SHORT EXERCISE:
Count how many lines of the records below contain the word "paper", and reply with only that number.

········

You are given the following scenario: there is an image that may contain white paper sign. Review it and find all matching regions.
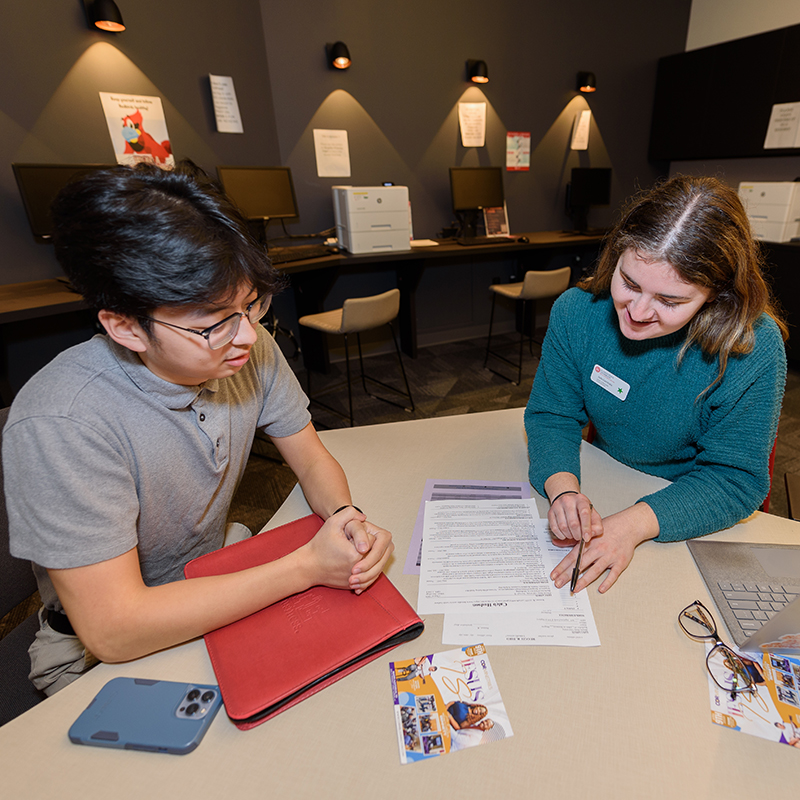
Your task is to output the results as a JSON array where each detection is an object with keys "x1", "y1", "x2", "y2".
[
  {"x1": 314, "y1": 128, "x2": 350, "y2": 178},
  {"x1": 506, "y1": 131, "x2": 531, "y2": 172},
  {"x1": 458, "y1": 103, "x2": 486, "y2": 147},
  {"x1": 208, "y1": 73, "x2": 244, "y2": 133},
  {"x1": 764, "y1": 103, "x2": 800, "y2": 150},
  {"x1": 571, "y1": 109, "x2": 592, "y2": 150}
]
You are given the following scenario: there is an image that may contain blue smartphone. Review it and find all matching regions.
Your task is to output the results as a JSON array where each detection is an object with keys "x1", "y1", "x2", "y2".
[{"x1": 69, "y1": 678, "x2": 222, "y2": 755}]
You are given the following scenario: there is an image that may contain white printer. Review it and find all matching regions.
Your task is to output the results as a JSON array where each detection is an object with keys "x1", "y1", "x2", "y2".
[
  {"x1": 739, "y1": 181, "x2": 800, "y2": 242},
  {"x1": 333, "y1": 186, "x2": 411, "y2": 253}
]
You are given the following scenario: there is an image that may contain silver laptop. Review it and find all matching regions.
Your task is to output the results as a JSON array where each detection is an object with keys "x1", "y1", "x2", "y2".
[{"x1": 686, "y1": 539, "x2": 800, "y2": 654}]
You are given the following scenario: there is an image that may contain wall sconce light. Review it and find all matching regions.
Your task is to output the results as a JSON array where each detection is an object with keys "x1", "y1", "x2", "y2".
[
  {"x1": 467, "y1": 58, "x2": 489, "y2": 83},
  {"x1": 578, "y1": 72, "x2": 597, "y2": 94},
  {"x1": 325, "y1": 42, "x2": 351, "y2": 69},
  {"x1": 84, "y1": 0, "x2": 125, "y2": 33}
]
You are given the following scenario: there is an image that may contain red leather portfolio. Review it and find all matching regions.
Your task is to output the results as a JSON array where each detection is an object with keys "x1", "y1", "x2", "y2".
[{"x1": 184, "y1": 514, "x2": 423, "y2": 730}]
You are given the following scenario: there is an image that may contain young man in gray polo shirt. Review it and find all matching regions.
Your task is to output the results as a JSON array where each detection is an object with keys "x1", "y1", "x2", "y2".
[{"x1": 3, "y1": 165, "x2": 394, "y2": 693}]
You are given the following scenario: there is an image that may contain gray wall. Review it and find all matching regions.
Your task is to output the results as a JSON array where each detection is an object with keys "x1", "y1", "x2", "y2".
[
  {"x1": 0, "y1": 0, "x2": 691, "y2": 382},
  {"x1": 258, "y1": 0, "x2": 690, "y2": 237},
  {"x1": 0, "y1": 0, "x2": 280, "y2": 284}
]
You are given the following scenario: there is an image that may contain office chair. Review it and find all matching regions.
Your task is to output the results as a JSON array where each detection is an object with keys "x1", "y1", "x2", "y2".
[
  {"x1": 0, "y1": 408, "x2": 45, "y2": 725},
  {"x1": 298, "y1": 289, "x2": 414, "y2": 427},
  {"x1": 483, "y1": 267, "x2": 572, "y2": 386},
  {"x1": 783, "y1": 472, "x2": 800, "y2": 522}
]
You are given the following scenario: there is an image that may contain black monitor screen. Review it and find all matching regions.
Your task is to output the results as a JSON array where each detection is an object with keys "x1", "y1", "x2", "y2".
[
  {"x1": 570, "y1": 167, "x2": 611, "y2": 206},
  {"x1": 217, "y1": 167, "x2": 298, "y2": 219},
  {"x1": 11, "y1": 164, "x2": 115, "y2": 241},
  {"x1": 450, "y1": 167, "x2": 505, "y2": 211}
]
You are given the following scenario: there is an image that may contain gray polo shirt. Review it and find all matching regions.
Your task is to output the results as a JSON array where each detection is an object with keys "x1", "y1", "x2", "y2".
[{"x1": 3, "y1": 328, "x2": 311, "y2": 609}]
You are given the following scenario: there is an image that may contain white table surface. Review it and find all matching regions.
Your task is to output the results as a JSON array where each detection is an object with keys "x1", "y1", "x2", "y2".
[{"x1": 0, "y1": 409, "x2": 800, "y2": 800}]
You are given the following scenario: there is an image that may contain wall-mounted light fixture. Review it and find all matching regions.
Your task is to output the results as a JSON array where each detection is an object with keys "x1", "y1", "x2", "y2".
[
  {"x1": 467, "y1": 58, "x2": 489, "y2": 83},
  {"x1": 83, "y1": 0, "x2": 125, "y2": 33},
  {"x1": 325, "y1": 42, "x2": 351, "y2": 69},
  {"x1": 578, "y1": 72, "x2": 597, "y2": 94}
]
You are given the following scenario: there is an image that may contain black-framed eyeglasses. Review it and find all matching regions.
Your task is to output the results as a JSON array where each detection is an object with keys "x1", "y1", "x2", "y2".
[
  {"x1": 678, "y1": 600, "x2": 756, "y2": 699},
  {"x1": 144, "y1": 294, "x2": 272, "y2": 350}
]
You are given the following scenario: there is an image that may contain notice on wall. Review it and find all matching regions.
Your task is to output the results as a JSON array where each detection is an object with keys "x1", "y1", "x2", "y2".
[
  {"x1": 764, "y1": 103, "x2": 800, "y2": 150},
  {"x1": 570, "y1": 109, "x2": 592, "y2": 150},
  {"x1": 506, "y1": 131, "x2": 531, "y2": 172},
  {"x1": 208, "y1": 73, "x2": 244, "y2": 133},
  {"x1": 458, "y1": 103, "x2": 486, "y2": 147},
  {"x1": 314, "y1": 128, "x2": 350, "y2": 178},
  {"x1": 100, "y1": 92, "x2": 175, "y2": 169}
]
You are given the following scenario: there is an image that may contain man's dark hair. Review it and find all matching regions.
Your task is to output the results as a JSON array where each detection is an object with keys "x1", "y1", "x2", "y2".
[{"x1": 51, "y1": 162, "x2": 284, "y2": 332}]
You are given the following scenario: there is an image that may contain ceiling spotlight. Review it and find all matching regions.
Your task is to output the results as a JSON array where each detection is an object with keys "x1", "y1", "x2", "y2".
[
  {"x1": 467, "y1": 59, "x2": 489, "y2": 83},
  {"x1": 578, "y1": 72, "x2": 597, "y2": 94},
  {"x1": 327, "y1": 42, "x2": 351, "y2": 69},
  {"x1": 84, "y1": 0, "x2": 125, "y2": 33}
]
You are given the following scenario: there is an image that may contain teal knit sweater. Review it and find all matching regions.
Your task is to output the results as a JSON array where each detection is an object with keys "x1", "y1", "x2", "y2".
[{"x1": 525, "y1": 288, "x2": 786, "y2": 541}]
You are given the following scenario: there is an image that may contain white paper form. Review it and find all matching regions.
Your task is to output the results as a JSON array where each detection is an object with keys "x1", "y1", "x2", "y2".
[
  {"x1": 417, "y1": 499, "x2": 560, "y2": 614},
  {"x1": 314, "y1": 128, "x2": 350, "y2": 178},
  {"x1": 442, "y1": 529, "x2": 600, "y2": 647},
  {"x1": 208, "y1": 73, "x2": 244, "y2": 133},
  {"x1": 458, "y1": 103, "x2": 486, "y2": 147},
  {"x1": 403, "y1": 482, "x2": 531, "y2": 575},
  {"x1": 764, "y1": 103, "x2": 800, "y2": 150}
]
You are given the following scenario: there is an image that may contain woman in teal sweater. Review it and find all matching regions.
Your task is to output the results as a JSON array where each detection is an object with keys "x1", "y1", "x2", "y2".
[{"x1": 525, "y1": 176, "x2": 786, "y2": 592}]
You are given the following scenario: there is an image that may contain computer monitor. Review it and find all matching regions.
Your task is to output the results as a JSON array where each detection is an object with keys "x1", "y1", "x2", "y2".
[
  {"x1": 11, "y1": 164, "x2": 116, "y2": 242},
  {"x1": 566, "y1": 167, "x2": 611, "y2": 233},
  {"x1": 217, "y1": 167, "x2": 299, "y2": 221},
  {"x1": 450, "y1": 167, "x2": 505, "y2": 211},
  {"x1": 450, "y1": 167, "x2": 505, "y2": 236}
]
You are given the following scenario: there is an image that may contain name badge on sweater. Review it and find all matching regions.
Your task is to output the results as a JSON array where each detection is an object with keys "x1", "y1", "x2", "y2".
[{"x1": 592, "y1": 364, "x2": 631, "y2": 400}]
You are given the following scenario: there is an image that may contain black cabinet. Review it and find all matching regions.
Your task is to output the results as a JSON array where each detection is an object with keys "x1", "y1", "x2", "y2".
[
  {"x1": 761, "y1": 242, "x2": 800, "y2": 369},
  {"x1": 649, "y1": 25, "x2": 800, "y2": 161}
]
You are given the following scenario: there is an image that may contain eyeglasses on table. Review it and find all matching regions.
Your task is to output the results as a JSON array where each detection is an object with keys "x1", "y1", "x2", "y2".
[{"x1": 678, "y1": 600, "x2": 756, "y2": 699}]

········

FINISHED TASK:
2